Document extract =
- Opening Delimiter -

Electronic nose sniffs sweet, sour, spicy aromas

An electronic-nose technology was demonstrated this week at the Composites at Lake Louise Conference in Alberta, Canada. The electronic nose, invented by Harry Tuller, an electrical engineer from Massachusetts Institute of Technology, mimics biology through a low-cost thin-film fabrication technique that combines the best aspects of organic and inorganic materials.

According to Tuller, the nose does not have individual detectors for each smell, but an array of sensor channels that categorize aromas generally, such as sweet, sour and spicy. The relative amounts of each aroma characterize a smell's signature. Tuller's research team copied this architecture using a low-cost direct-writing technique for mimicking the biology of smells. The resultant electronic nose harnesses an experimental Hewlett-Packard programmable inkjet head to print arrays of detectors side-by-side in thin films using maskless lithography. By directly writing sensor films to a quartz substrate, the programmable printhead can create arrays of smell sensors that work like a nose, but which can be calibrated to sense the aroma of noxious gases including those wafting off toxins and explosives.

"So far, we have demonstrated how to use HP's programmable inkjet cartridge to create templates of thin films using our ink formulas, and shown that it works for nitrogen oxide [NO] emissions from diesel exhaust," said Tuller, a professor in MIT's materials science department. "To create our electronic nose, we are now working on integrating [onto the same chip] arrays of thin-film sensors that are each sensitive to a different type of gas."

Key to success
The key to the project's success was a technique to maximize the surface area of his electronic nose's sensor pads, according to Tuller, who also credits his collaborators—postdoctoral fellow Kathy Sahner and graduate student Woo Chul Jung. By texturing the sensor arrays, the researchers have increased sensitivity to the point that the sensors are sensitive to even a single layer of the molecules.

"It turns out sensitivity is proportional to surface area, which we increased tenfold by first putting down a layer of hollow, very thin-walled spheres made out of an organic polymer, and then on top of that we deposit our inorganic ink," said Tuller. "Then we heat the whole thing up so that the organic material burns away, leaving a highly textured inorganic thin film."

- Closing Delimiter -

Provided records =
- Opening Delimiter -

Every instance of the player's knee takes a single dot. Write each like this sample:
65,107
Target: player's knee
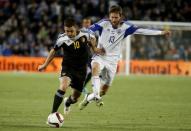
63,87
102,93
95,69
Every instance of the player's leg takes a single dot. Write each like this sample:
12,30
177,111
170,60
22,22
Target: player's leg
88,78
58,98
77,86
96,79
72,99
104,90
107,78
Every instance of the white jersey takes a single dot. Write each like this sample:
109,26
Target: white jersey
110,39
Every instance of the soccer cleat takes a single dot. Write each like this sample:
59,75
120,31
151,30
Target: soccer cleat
99,102
84,103
66,108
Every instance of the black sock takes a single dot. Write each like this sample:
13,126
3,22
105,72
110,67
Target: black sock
70,101
57,100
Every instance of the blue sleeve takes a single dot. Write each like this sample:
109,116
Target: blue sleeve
96,27
130,30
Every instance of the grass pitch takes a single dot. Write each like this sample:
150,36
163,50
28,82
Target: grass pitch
140,103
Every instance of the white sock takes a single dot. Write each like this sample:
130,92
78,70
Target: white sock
96,86
90,97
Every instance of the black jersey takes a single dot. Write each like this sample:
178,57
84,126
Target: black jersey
76,50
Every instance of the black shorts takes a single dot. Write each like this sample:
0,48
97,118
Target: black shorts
77,76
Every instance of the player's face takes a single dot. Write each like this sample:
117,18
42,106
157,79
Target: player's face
70,31
115,19
86,23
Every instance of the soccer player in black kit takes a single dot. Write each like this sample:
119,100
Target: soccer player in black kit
74,44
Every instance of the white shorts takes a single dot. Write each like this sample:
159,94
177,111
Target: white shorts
107,69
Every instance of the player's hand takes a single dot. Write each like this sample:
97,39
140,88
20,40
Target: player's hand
167,33
100,51
41,67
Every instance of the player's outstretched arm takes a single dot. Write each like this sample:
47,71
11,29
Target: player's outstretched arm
143,31
48,60
96,50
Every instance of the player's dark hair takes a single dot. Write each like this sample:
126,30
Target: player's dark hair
115,9
69,22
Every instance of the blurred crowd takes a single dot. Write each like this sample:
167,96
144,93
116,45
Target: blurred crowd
30,27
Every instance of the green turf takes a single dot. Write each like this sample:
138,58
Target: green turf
141,103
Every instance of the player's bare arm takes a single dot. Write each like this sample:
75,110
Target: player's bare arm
49,58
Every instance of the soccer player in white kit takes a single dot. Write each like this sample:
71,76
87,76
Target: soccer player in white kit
111,33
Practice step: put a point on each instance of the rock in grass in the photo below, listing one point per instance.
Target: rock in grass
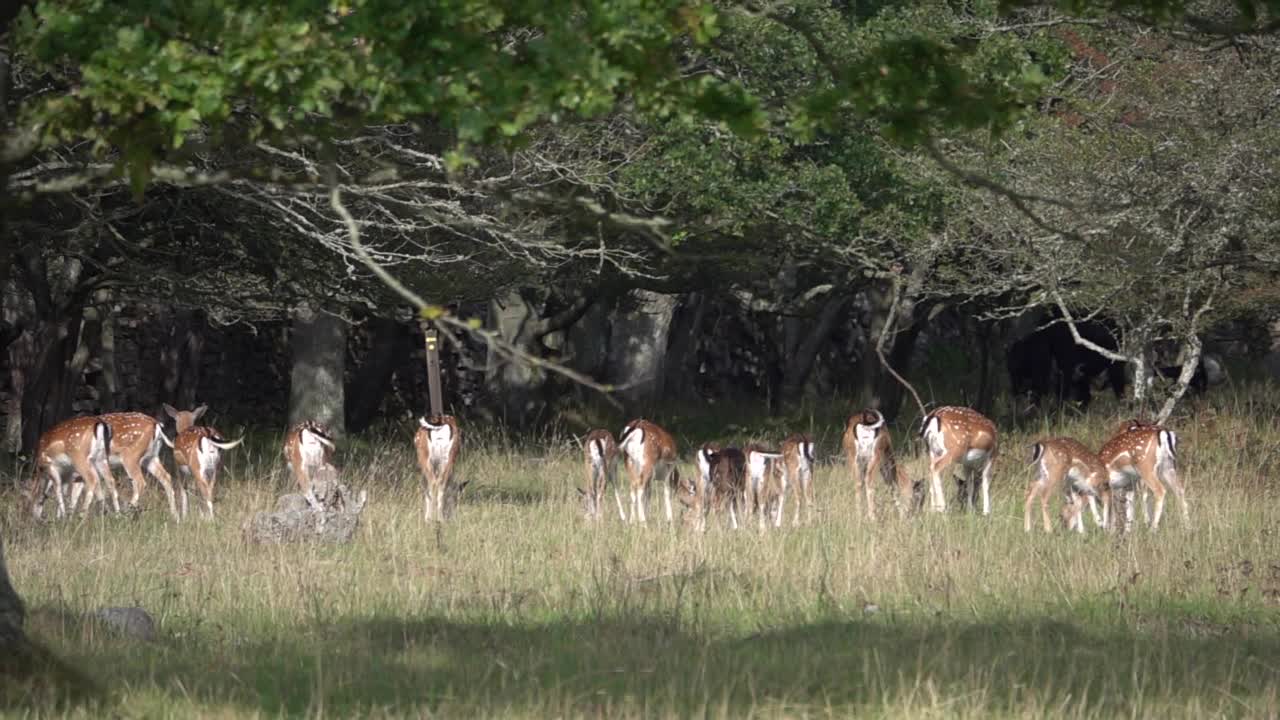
(295, 520)
(129, 621)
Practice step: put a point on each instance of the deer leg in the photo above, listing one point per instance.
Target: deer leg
(156, 468)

- Closing Delimiter -

Problem set =
- a) In the electronic nose article, by how much did the researchers increase the surface area of the sensors?
- b) Extract the passage of the electronic nose article that begins at the words "According to Tuller, the" and stops after the words "toxins and explosives.", copying it without any change.

Per-task answers =
- a) They increased it tenfold.

- b)
According to Tuller, the nose does not have individual detectors for each smell, but an array of sensor channels that categorize aromas generally, such as sweet, sour and spicy. The relative amounts of each aroma characterize a smell's signature. Tuller's research team copied this architecture using a low-cost direct-writing technique for mimicking the biology of smells. The resultant electronic nose harnesses an experimental Hewlett-Packard programmable inkjet head to print arrays of detectors side-by-side in thin films using maskless lithography. By directly writing sensor films to a quartz substrate, the programmable printhead can create arrays of smell sensors that work like a nose, but which can be calibrated to sense the aroma of noxious gases including those wafting off toxins and explosives.